Based on the studies developed in the US by Maness and Henderson (1989) and in Spain by Ruiz Lamas (1997) and Ruiz Lamas et al. (2006), a relationship can be determined between the life cycle of a business and the sign and amount of the cash flows corresponding to the different activities in the cash flow statement. Starting from this relationship, the following stages can be defined: Introduction, growth, maturity and decline. Additionally, the default of two larg corporations in the first years of the XX century (W.T. Grant representing large retaliers in the US and Laker Airways a UK airline) led to the conclusion that the absence of liquidity in the ordinary activity during, at least, 12 years before default, was the main cause of this situation.

The consequence of these facts turned to be the strong support for information regarding cash flows by authors like Rojo Ramirez (1993), Rodriguez & Gonzalez (1997), Vallejo(2005), Carmona Ibañez (2007), Rodriguez –Vilariño (2009). Following Carmona Ibañez (2007), analysing cash transactions is essential to assess the capacity to generate resources that guarantee the survival of the company.

Regarding the methods, the study by Farshadfar, S. & Monem, R. (2013) shows that the application of the direct method facilitates the prediction of future cash flows and the comparison of operating cash flows between companies. And regarding the different documents, Kwok, H. (2002) evidence that the financial statements most currently used for the liquidity analysis are the Balance Sheet and the Income Statement. However, later studies like Barth et al (2001), Cheng & Hollie (2008), Ortpurt & Zang (2009) start showing that the prediction of operating cash flows is mainly based on the direct method. Ruiz Lamas (2012) in his study dedicated to the usefulness of the cash flow statement for UK companies also supports this idea.

3.        Methodology

The basic objective of this experimental study is to demonstrate and highlight the relevance of the Cash Flow Statement as part of the analysis of accounting statements, under the premise that the analysis and study of this accounting statement significantly improves the information one can obtain concerning the company. The secondary objectives are to demonstrate this document’s relevance for:

  • Short term financial analysis, placing emphasis on companies that have a cash collection period. More specifically, this research aims to demonstrate the CFS’s relevance for companies in the retail sector that have a cash collection period, and whose negative working capital and short term solvency ratio are below one unit.
  • To demonstrate and outline the value of the information that this statement provides on each of the different activities that the company carries out and on the interrelationship between these activities, and to identify by looking at the cash flows of the different activities, the life cycle of a business as a CFS analysis method.

We carried out an experimental study following the methodology employed in other research studies such as by Gandia and Montagud (2011)[1] and Mainess and Daniel (2000)[2], with Business Management and Administration (ADE) and Accounting and Finance (CIF) students from two Catalan Universities: Universitat de Vic (UVIC) and Universitat Autònoma de Barcelona (UAB), Sabadell Campus. A pilot study was carried out in these two universities.

In order to accomplish the study’s objectives we drew up two null hypotheses which this research is intended to demonstrate:

  • H1: There are no significant differences between the control subgroup’s results and the experimental subgroup’s results in the experimental study carried out with students from different universities.
  • H2: Studying the CFS does not provide one with valuable individualised information on the three activities the company carries out (operations, investment and financing) or on the degree of interrelation among them.

The students who took part in this experimental study met certain requirements:

  • They were all familiar with the basic features of financial accounting and the annual accounts in accordance with current Spanish accounting principles.

> **Data rows**
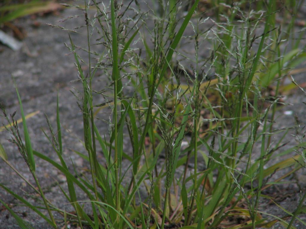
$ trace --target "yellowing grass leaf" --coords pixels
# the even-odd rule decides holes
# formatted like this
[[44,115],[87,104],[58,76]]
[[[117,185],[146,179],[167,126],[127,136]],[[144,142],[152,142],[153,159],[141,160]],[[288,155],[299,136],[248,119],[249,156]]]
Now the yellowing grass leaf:
[[[28,114],[27,114],[25,116],[24,116],[24,118],[26,119],[28,118],[29,118],[32,117],[35,115],[36,115],[37,114],[38,114],[40,111],[34,111],[34,112],[32,112],[32,113],[30,113]],[[19,118],[19,119],[17,120],[17,124],[18,124],[20,123],[21,123],[22,122],[22,118]],[[13,124],[11,122],[9,124],[8,124],[5,126],[2,126],[0,127],[0,132],[2,131],[3,130],[4,130],[5,129],[5,128],[8,128],[11,125],[13,125]]]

> **What this task involves**
Reproduce the part of the cash flow statement excerpt between "In order to" and "interrelation among them.", inclusive.

> **Finished answer**
In order to accomplish the study’s objectives we drew up two null hypotheses which this research is intended to demonstrate:

  • H1: There are no significant differences between the control subgroup’s results and the experimental subgroup’s results in the experimental study carried out with students from different universities.
  • H2: Studying the CFS does not provide one with valuable individualised information on the three activities the company carries out (operations, investment and financing) or on the degree of interrelation among them.